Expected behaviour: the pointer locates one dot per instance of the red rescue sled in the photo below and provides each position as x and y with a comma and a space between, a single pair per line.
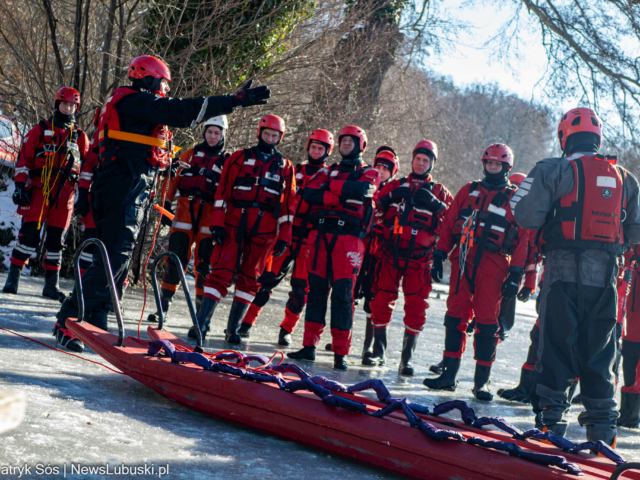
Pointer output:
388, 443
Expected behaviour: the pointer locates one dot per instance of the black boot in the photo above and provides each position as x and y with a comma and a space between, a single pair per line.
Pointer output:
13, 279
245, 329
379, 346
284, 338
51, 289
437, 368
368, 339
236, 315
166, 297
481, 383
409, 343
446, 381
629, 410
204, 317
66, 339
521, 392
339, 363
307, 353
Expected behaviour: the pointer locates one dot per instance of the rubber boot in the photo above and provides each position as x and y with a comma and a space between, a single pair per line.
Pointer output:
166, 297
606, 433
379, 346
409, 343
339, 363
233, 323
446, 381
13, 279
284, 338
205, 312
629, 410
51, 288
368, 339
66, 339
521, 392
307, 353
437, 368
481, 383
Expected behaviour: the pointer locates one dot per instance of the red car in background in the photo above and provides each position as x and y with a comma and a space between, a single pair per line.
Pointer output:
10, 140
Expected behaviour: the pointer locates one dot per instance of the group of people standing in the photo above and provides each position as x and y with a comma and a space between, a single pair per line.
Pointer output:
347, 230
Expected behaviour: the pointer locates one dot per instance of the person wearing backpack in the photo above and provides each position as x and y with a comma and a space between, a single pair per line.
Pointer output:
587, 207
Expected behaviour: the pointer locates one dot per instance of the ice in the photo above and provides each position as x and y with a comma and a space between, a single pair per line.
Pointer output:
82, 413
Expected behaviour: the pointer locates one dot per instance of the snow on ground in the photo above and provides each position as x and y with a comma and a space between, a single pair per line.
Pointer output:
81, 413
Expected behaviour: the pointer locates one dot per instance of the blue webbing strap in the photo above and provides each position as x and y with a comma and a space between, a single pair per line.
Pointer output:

---

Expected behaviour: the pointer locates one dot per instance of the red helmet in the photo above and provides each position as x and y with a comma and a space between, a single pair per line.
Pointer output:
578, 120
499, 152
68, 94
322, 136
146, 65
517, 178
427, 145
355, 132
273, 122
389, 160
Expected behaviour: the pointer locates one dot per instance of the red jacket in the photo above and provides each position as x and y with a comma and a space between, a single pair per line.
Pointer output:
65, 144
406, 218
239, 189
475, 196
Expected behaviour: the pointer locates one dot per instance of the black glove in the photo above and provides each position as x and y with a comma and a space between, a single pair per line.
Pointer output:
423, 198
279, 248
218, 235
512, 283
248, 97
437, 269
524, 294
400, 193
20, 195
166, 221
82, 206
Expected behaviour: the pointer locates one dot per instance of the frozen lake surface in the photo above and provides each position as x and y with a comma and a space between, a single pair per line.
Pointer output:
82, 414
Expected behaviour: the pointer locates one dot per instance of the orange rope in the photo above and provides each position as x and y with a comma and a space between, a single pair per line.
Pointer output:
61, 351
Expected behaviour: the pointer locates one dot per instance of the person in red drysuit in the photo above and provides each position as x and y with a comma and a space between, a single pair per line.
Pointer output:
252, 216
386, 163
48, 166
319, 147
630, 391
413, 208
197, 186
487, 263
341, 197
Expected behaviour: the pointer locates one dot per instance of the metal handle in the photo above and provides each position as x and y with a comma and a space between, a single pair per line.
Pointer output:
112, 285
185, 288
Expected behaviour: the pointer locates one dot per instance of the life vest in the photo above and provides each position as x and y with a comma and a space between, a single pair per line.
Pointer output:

Written instruction: Which lines in the entries above contain the word "person"? Copy each such line in full, and treat uppercase and lowercase as different.

Response:
Expected behaviour: the pointer locates one dot per instance of the person wearing backpack in the photo above and provides each position as x and y with a comma and a space between, a single pair per line.
Expected behaviour: the pointer locates one dot per instance of the person in red drysuit in the photo above and provides each position as x and y with a comma and a space between, a single pair per line.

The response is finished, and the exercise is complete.